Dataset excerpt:
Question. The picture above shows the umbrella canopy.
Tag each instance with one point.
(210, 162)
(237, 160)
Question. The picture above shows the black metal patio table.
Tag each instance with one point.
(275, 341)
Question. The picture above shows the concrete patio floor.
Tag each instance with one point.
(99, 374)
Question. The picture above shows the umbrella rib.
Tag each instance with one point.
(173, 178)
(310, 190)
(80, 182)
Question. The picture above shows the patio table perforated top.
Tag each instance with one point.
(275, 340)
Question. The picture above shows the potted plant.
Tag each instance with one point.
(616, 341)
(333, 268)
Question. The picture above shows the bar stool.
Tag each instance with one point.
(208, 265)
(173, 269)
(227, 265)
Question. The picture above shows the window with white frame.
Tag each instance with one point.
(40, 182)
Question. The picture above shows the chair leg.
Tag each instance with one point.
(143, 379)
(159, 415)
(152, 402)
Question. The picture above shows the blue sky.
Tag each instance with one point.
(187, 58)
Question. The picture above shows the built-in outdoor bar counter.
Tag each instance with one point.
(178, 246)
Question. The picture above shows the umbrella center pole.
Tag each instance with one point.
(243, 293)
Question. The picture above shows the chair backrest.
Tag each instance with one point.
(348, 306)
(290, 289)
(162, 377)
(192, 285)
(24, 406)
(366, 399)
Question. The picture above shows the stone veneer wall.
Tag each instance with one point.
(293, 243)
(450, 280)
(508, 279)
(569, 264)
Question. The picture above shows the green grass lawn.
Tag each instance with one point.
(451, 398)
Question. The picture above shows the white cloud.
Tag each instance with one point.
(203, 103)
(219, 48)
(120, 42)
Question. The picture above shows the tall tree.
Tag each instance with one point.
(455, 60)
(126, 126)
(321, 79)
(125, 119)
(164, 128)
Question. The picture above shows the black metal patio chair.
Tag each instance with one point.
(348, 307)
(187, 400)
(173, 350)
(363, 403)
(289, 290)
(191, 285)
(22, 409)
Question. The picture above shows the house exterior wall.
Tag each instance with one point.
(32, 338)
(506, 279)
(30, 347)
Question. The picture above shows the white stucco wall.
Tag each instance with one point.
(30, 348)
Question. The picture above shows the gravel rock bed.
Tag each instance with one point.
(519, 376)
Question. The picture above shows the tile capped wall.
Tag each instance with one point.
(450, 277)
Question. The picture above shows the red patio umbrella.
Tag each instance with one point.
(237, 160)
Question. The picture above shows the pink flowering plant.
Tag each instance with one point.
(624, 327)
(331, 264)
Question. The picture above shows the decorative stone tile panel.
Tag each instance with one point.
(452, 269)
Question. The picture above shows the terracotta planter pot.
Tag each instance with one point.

* * *

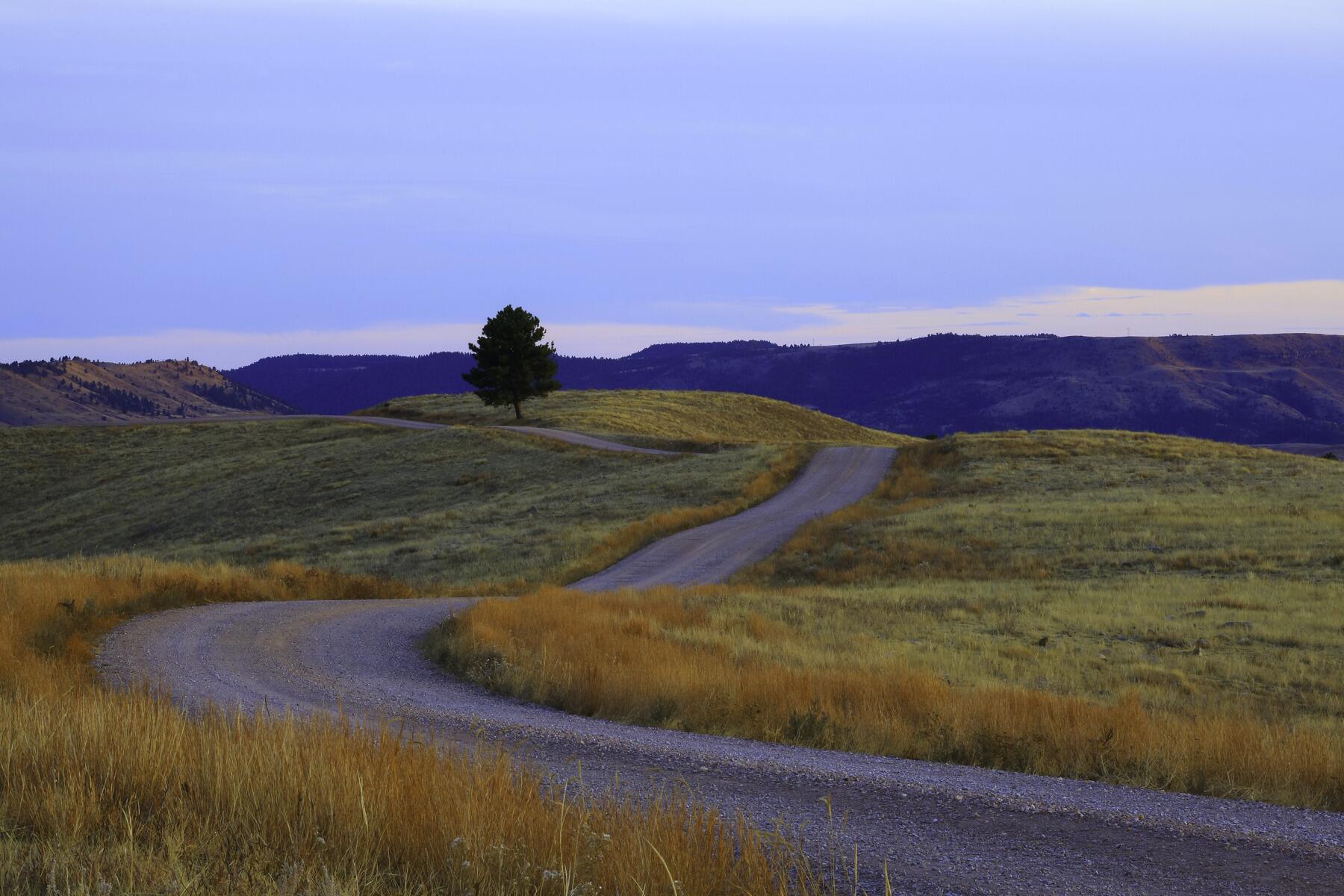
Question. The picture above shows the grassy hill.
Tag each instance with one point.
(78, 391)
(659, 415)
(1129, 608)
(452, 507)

◆ **Given request**:
Locate every line in the data that contains the string "patio" and copy each one. Case counts.

◆ **Exercise output**:
Question. The picture above shows the black metal patio table.
Question. The picture above shows the concrete patio floor.
Question. The picture above shows the patio table perforated top.
Question. The picture above shows the black metal patio chair.
Question. The picture above shows the red patio umbrella.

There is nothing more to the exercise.